Mit der Revision rügt die Beklagte die Verletzung von § 13 Abs 3a und § 33 Abs 1 SGB V. Bereits der Anwendungsbereich des § 13 Abs 3a SGB V sei nicht eröffnet, da die von der Klägerin begehrte Unterschenkelprothese mit dem Prothesenfuß proprio foot® eine Leistung zur medizinischen Rehabilitation darstelle. Zudem beinhalte die begehrte Versorgung für die Klägerin keinen wesentlichen Gebrauchsvorteil. Die Versorgung sei unter Berücksichtigung des MDK-Gutachtens nicht notwendig und damit unwirtschaftlich iS des § 12 SGB V. Schließlich habe die Beklagte eine etwa eingetretene fiktive Genehmigung mit Bescheid vom 12.4.2017 nach dem am 5.1.2017 ergangenen LSG-Urteil vor Einlegung der Revision zurückgenommen.

▶ **VORLIEGENDES MATERIAL**
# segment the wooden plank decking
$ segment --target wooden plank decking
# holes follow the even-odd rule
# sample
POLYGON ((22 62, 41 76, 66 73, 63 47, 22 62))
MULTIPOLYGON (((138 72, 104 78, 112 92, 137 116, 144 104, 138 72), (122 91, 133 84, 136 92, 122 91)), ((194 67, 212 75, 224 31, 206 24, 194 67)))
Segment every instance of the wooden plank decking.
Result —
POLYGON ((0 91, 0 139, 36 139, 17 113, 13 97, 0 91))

▶ **IHRE AUFGABE**
Geben Sie aus dem Textauszug die Stelle von „Mit der Revision“ bis „der Revision zurückgenommen.“ wortgetreu wieder.

▶ **ANTWORT**
Mit der Revision rügt die Beklagte die Verletzung von § 13 Abs 3a und § 33 Abs 1 SGB V. Bereits der Anwendungsbereich des § 13 Abs 3a SGB V sei nicht eröffnet, da die von der Klägerin begehrte Unterschenkelprothese mit dem Prothesenfuß proprio foot® eine Leistung zur medizinischen Rehabilitation darstelle. Zudem beinhalte die begehrte Versorgung für die Klägerin keinen wesentlichen Gebrauchsvorteil. Die Versorgung sei unter Berücksichtigung des MDK-Gutachtens nicht notwendig und damit unwirtschaftlich iS des § 12 SGB V. Schließlich habe die Beklagte eine etwa eingetretene fiktive Genehmigung mit Bescheid vom 12.4.2017 nach dem am 5.1.2017 ergangenen LSG-Urteil vor Einlegung der Revision zurückgenommen.